-------- Data supplied

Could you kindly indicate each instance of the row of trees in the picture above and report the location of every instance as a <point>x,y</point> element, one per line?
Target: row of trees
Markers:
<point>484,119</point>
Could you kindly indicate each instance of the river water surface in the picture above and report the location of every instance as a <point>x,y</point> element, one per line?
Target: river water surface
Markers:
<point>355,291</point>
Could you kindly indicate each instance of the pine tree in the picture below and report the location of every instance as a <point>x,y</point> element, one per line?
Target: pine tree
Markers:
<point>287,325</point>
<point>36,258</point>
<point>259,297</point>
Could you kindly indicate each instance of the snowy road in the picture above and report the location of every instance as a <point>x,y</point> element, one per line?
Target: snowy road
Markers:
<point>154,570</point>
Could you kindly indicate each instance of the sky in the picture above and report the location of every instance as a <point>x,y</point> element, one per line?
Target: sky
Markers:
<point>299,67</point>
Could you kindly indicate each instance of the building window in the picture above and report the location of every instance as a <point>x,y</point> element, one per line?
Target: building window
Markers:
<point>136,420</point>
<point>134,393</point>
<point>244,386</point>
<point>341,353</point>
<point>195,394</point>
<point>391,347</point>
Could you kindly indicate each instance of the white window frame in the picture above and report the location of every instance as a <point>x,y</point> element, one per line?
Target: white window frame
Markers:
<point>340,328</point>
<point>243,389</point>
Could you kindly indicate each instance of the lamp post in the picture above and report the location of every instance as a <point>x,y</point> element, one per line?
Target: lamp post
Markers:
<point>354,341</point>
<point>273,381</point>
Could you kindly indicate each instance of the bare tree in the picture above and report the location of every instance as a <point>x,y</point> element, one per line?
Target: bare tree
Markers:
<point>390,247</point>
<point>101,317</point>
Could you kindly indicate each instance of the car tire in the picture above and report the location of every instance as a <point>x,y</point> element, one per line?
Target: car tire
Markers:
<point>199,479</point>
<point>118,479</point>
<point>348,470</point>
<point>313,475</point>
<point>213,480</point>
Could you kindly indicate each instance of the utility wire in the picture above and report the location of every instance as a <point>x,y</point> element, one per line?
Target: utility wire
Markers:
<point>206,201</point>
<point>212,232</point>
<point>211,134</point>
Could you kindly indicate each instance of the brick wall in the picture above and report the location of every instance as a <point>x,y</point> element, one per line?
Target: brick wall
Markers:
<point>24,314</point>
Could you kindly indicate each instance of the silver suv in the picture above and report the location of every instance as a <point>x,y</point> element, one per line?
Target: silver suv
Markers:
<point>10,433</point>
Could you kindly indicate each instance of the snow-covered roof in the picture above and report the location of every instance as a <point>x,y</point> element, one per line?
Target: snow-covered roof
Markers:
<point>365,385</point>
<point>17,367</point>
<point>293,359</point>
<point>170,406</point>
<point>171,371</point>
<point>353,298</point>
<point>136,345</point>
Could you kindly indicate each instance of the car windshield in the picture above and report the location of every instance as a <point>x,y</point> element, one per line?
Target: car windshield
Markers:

----------------

Nothing is to be left out; reproduce each record exactly.

Answer to this problem:
Could you kindly indicate each instance of the row of trees in the picture above and report the location of every instance as a <point>x,y</point> element, one per line?
Target: row of trees
Markers:
<point>484,119</point>
Could you kindly indicate each instance of the river water surface in the picture above and report the location of every instance as a <point>x,y</point> element, one per line?
Target: river water surface
Markers:
<point>355,291</point>
Could you kindly indicate each instance of the pine tree in the picture below and report the location of every instance as a <point>x,y</point> element, one per line?
Target: pine tree
Markers:
<point>287,325</point>
<point>36,258</point>
<point>259,297</point>
Could you kindly indicate each instance of the snowy road in the picture above and report the location of every instance as a <point>x,y</point> element, one per line?
Target: snowy road
Markers:
<point>154,570</point>
Could you kindly indicate each instance of the sky in the picture above and report the location of every instance as a <point>x,y</point> element, one per line?
Target: sky
Markers:
<point>299,67</point>
Could you kindly indicate each instance of the building window in the picture above and report the location of every instance as a <point>x,y</point> element, one per line?
Target: building window
Markers:
<point>136,420</point>
<point>134,393</point>
<point>244,386</point>
<point>341,353</point>
<point>195,394</point>
<point>391,347</point>
Could you kindly indicate each instance of the white window frame in the picture above and report the location of every instance as a <point>x,y</point> element, one per line?
Target: white window frame
Markers:
<point>340,328</point>
<point>243,389</point>
Could you kindly indicate each instance of the lamp post in the picture above and report the location of every instance as a <point>x,y</point> element, one per line?
Target: lamp post
Markers:
<point>354,341</point>
<point>273,381</point>
Could you kindly indicate each instance of the bare tree in the picture above and report the location of every instance as a <point>x,y</point> element, one per line?
Target: bare tree
Markers:
<point>390,247</point>
<point>101,317</point>
Could you kindly indicate each instance of the car tire in the picture above and report the location of every instance as a <point>x,y</point> element, one per line?
Target: car tire
Markers:
<point>199,479</point>
<point>118,479</point>
<point>348,470</point>
<point>313,475</point>
<point>213,480</point>
Could you kindly indicate each instance of the utility wire in the picture above and report the location of every instance as a <point>x,y</point> element, one per line?
Target: utility wire
Markers:
<point>206,201</point>
<point>212,232</point>
<point>211,134</point>
Could you kindly indicate each instance of the brick wall in the picture above and report the location of every instance as a <point>x,y</point> element, one per line?
Target: brick wall
Markers:
<point>24,314</point>
Could you kindly indicate each instance of the silver suv in the picture above and report the location of every instance as a <point>x,y</point> element, one per line?
Target: silver suv
Markers:
<point>10,433</point>
Could you kindly indicate each instance of the snow-covered roof in the picture above and report the location of every instance as a <point>x,y</point> element, one per line?
Target: snow-covered roof
Markers:
<point>365,385</point>
<point>17,367</point>
<point>293,359</point>
<point>170,406</point>
<point>171,371</point>
<point>353,298</point>
<point>136,345</point>
Could you kindly indicate each instance of the car windshield in the picture above and report the location of every instance as a <point>x,y</point> element, one per line?
Target: car windshield
Markers:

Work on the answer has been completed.